▶ YOUR TASK:
Nothing but the lines from the one that contains "Target: bare branch" to the end of the records should be printed, both ends included, exactly as given.
((
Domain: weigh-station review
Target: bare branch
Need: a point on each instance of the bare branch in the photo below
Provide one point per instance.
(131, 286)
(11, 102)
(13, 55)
))
▶ ANSWER:
Target: bare branch
Need: a point on each instance of the bare branch in the photo below
Provide one point per instance.
(131, 286)
(11, 102)
(13, 55)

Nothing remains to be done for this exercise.